Goal —
Everything from the line that contains "Identify the large" through the last line of the listing must be copied exactly, with both of those lines included and no others.

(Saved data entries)

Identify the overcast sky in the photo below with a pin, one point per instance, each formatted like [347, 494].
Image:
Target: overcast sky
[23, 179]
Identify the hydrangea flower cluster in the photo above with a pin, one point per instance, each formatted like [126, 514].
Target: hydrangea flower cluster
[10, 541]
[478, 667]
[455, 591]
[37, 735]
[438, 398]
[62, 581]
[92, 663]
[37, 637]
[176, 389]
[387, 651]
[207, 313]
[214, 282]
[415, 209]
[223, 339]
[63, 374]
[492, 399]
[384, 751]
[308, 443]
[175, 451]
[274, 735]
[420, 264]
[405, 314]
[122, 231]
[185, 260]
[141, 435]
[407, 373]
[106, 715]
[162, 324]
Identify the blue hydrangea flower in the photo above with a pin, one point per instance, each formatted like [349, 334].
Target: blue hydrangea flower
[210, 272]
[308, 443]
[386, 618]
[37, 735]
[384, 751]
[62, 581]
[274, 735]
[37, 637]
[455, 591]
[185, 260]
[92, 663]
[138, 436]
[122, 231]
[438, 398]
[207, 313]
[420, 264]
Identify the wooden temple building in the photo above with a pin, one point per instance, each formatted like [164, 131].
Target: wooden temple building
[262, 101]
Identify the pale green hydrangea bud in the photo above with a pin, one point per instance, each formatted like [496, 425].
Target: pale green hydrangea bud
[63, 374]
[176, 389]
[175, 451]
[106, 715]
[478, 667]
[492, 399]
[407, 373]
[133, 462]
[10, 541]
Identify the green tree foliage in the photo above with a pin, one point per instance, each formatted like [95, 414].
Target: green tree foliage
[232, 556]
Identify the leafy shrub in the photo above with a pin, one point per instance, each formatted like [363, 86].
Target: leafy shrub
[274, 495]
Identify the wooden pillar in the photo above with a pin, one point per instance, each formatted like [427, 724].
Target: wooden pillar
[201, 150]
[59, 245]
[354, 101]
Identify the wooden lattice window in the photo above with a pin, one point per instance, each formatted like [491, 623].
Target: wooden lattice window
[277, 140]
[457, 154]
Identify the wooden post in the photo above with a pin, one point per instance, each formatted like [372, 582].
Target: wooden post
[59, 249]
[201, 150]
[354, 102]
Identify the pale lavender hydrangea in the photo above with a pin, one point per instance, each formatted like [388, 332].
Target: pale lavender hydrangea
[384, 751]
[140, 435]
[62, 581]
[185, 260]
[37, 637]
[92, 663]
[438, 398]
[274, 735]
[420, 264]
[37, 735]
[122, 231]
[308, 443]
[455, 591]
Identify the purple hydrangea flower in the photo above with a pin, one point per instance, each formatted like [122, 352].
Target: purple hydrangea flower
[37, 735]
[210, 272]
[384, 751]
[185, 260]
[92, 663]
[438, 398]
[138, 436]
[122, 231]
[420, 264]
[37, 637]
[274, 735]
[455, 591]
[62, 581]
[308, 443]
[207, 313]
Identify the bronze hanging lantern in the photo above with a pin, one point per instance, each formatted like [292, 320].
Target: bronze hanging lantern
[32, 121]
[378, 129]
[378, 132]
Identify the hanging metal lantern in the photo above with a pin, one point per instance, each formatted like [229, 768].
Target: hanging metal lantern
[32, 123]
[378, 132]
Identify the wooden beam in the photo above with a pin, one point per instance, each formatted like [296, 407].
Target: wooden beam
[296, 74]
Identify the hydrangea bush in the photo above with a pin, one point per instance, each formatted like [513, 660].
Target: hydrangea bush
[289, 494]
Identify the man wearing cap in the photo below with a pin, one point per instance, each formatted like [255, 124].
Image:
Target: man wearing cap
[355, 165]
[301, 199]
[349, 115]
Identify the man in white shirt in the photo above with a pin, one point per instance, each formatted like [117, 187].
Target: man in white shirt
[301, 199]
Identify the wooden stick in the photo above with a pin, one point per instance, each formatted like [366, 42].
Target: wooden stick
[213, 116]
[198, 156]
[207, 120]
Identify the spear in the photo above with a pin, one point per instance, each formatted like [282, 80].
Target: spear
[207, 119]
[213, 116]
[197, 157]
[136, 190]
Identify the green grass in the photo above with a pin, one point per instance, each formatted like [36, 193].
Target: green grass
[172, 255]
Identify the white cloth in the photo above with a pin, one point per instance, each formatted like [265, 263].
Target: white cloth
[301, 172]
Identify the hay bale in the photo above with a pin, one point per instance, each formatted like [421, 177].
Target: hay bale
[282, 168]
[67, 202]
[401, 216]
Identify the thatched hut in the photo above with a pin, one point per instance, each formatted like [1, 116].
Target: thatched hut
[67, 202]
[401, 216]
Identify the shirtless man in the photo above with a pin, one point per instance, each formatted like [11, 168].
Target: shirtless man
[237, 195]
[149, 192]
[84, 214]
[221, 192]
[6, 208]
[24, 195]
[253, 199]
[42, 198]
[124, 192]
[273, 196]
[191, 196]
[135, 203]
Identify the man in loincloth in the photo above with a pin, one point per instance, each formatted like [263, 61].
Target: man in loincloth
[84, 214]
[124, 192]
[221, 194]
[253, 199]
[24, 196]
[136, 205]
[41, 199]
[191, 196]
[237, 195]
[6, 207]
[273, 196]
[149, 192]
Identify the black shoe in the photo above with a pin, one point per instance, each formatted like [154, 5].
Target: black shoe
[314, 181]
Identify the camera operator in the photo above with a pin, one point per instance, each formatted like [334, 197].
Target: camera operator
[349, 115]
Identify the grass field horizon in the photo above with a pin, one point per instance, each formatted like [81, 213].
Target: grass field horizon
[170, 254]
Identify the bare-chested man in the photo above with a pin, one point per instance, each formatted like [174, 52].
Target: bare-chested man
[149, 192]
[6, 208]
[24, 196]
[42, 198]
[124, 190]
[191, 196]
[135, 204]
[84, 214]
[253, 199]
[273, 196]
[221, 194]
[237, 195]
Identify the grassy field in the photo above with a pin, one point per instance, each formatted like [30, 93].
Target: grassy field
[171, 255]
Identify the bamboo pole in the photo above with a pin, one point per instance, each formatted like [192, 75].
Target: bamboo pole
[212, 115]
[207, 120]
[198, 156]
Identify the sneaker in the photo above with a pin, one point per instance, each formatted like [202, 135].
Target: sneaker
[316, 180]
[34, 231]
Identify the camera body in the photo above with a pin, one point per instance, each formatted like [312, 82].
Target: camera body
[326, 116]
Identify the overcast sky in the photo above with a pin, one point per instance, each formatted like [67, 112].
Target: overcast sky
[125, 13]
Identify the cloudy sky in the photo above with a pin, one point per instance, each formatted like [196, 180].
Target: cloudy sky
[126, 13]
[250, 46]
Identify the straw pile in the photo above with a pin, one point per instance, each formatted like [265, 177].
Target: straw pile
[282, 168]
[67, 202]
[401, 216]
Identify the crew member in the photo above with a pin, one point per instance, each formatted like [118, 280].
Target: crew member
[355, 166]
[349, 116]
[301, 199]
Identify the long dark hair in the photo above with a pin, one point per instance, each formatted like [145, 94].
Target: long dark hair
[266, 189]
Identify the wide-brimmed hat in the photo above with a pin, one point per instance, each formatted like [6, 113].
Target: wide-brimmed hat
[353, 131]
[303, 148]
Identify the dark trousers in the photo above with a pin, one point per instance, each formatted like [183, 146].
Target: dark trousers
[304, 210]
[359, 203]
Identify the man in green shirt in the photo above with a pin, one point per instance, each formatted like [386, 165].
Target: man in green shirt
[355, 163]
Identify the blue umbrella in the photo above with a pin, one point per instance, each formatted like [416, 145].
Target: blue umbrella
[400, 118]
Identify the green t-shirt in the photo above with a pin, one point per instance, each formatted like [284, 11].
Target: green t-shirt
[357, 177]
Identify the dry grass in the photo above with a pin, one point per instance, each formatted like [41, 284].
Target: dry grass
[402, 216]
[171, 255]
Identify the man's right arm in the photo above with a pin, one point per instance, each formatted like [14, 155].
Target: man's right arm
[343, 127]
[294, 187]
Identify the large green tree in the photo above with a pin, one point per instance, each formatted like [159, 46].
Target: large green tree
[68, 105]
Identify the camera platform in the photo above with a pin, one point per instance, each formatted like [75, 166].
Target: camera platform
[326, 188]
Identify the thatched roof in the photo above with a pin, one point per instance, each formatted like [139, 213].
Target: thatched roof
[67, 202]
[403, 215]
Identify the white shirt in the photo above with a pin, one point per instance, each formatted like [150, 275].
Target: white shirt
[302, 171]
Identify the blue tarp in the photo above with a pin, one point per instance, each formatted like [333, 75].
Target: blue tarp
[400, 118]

Exercise result —
Identify the large green tree in the photo above with a pin, one point per instance, each formatted like [159, 46].
Target: large green tree
[68, 105]
Identify the camera platform in the photo above with a pin, one point per instance, each formatted like [75, 166].
Target: camera platform
[326, 188]
Identify the thatched roof in the photo above with a pin, one point per instance, each formatted like [139, 213].
Target: thatched roof
[67, 202]
[403, 215]
Identify the white shirt in the photo above with a pin, one point per instance, each formatted like [150, 275].
Target: white shirt
[302, 171]
Identify the blue tarp in the photo above with a pin, one point per instance, each formatted like [333, 75].
Target: blue tarp
[400, 118]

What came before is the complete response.